[Begin Recorded data]

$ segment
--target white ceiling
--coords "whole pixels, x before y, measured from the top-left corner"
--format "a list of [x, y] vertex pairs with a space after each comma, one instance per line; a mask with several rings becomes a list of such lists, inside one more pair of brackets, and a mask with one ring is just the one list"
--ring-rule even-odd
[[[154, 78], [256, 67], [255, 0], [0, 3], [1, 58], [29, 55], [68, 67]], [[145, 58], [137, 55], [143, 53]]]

[End Recorded data]

* The task
Lay out the entries as a two-column CSV with the header row "prompt,polygon", one row per entry, where the first field holds the entry's text and the second its answer; quote every field and replace line breaks with spaces.

* Output for this task
prompt,polygon
"$ segment --target white ceiling --coords ""whole pixels, x before y, measured from the top-left corner"" --format ""a list of [x, y] vertex pairs with a space after each comma, one instance per line; a mask with several rings becomes a list of such lists, inside one more pair of brackets, and a mask with one ring is just the one list"" --ring-rule even-odd","[[[154, 78], [256, 67], [255, 0], [0, 3], [1, 58], [29, 55], [68, 67]], [[145, 58], [137, 55], [143, 53]]]"